### [REQUIREMENT]
Recast the lines below as a Markdown table with two columns, Row and Line, numbering each row and skipping blank lines.

Items from a dataset
↓↓↓
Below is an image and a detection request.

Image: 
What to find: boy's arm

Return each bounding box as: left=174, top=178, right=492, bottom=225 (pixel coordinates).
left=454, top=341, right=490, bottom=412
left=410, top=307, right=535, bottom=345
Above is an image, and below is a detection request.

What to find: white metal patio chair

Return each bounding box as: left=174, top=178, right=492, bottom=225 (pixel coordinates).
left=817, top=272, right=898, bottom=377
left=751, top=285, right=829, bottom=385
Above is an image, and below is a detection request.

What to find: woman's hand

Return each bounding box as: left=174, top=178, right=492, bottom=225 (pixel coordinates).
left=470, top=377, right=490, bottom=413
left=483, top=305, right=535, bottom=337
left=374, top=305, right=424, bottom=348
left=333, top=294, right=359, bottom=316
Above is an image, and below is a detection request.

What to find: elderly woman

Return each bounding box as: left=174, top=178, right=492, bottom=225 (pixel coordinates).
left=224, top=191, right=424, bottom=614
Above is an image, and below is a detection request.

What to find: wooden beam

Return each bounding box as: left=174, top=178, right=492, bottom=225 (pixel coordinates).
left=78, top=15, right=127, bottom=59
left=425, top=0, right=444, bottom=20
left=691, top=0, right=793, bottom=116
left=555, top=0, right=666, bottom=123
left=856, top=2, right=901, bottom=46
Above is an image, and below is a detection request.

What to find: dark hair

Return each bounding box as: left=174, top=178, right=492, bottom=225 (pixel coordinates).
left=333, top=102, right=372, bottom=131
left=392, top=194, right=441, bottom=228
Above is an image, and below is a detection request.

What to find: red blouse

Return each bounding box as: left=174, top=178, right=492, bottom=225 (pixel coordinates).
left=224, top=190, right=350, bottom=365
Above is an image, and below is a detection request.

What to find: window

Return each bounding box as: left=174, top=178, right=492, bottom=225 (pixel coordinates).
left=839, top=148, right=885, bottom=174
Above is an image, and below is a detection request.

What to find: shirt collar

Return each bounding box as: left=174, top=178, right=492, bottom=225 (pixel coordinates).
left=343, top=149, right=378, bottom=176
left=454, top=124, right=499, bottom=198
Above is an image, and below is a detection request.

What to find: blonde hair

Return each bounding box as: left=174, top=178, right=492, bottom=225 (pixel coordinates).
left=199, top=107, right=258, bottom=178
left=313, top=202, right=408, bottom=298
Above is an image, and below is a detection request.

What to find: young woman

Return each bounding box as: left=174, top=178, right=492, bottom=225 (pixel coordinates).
↑↑↑
### [SOLUTION FOR THIS PROBLEM]
| Row | Line |
|---|---|
| 1 | Below is an image and a detection request. |
| 2 | Image:  |
| 3 | What to find: boy's arm |
| 4 | Return each bounding box as: left=174, top=178, right=492, bottom=225 (pixel coordinates). |
| 5 | left=454, top=341, right=490, bottom=412 |
| 6 | left=410, top=307, right=535, bottom=345 |
| 7 | Above is an image, and below is a detection request. |
| 8 | What to find: white metal patio chair |
| 9 | Return each bounding box as: left=174, top=178, right=492, bottom=225 (pixel coordinates). |
| 10 | left=817, top=272, right=898, bottom=377 |
| 11 | left=751, top=285, right=829, bottom=385 |
| 12 | Above is an image, and below is a detection request. |
| 13 | What to find: woman's hand |
| 14 | Return each bounding box as: left=174, top=178, right=492, bottom=225 (pixel coordinates). |
| 15 | left=470, top=377, right=490, bottom=413 |
| 16 | left=483, top=305, right=535, bottom=337 |
| 17 | left=374, top=305, right=424, bottom=348 |
| 18 | left=333, top=294, right=359, bottom=316 |
| 19 | Above is an image, and below is a detection request. |
| 20 | What to find: elderly woman |
| 21 | Return each bounding box as: left=174, top=178, right=492, bottom=225 (pixel coordinates). |
| 22 | left=224, top=191, right=424, bottom=614 |
| 23 | Above is an image, and below is a detection request. |
| 24 | What to find: wooden beam |
| 25 | Return each bounding box as: left=174, top=178, right=492, bottom=225 (pixel coordinates). |
| 26 | left=78, top=15, right=127, bottom=59 |
| 27 | left=425, top=0, right=444, bottom=20 |
| 28 | left=691, top=0, right=793, bottom=116 |
| 29 | left=555, top=0, right=666, bottom=123 |
| 30 | left=856, top=2, right=901, bottom=46 |
| 31 | Above is an image, and below is a detection request. |
| 32 | What to find: dark hair |
| 33 | Return each bounding box as: left=174, top=178, right=492, bottom=225 (pixel coordinates). |
| 34 | left=333, top=102, right=372, bottom=131 |
| 35 | left=392, top=194, right=441, bottom=228 |
| 36 | Above is an image, and below is a detection request. |
| 37 | What to find: red blouse |
| 38 | Return each bounding box as: left=174, top=178, right=492, bottom=225 (pixel coordinates). |
| 39 | left=224, top=190, right=350, bottom=365 |
| 40 | Above is an image, and below is a detection request. |
| 41 | What to find: window |
| 42 | Return each bounding box as: left=174, top=178, right=492, bottom=225 (pixel coordinates). |
| 43 | left=839, top=148, right=885, bottom=174 |
| 44 | Above is an image, and below is a detection request. |
| 45 | What to find: shirt collar |
| 46 | Return each bounding box as: left=174, top=178, right=492, bottom=225 (pixel coordinates). |
| 47 | left=343, top=149, right=378, bottom=176 |
| 48 | left=454, top=124, right=499, bottom=198 |
| 49 | Above is an image, and below is a detection request. |
| 50 | What to find: blonde hair |
| 51 | Return each bounding box as: left=174, top=178, right=492, bottom=225 (pixel coordinates). |
| 52 | left=199, top=107, right=258, bottom=178 |
| 53 | left=313, top=202, right=408, bottom=298 |
| 54 | Above is an image, and below is a detection request. |
| 55 | What to find: young woman |
| 56 | Return each bounding box as: left=174, top=178, right=492, bottom=225 (pixel coordinates). |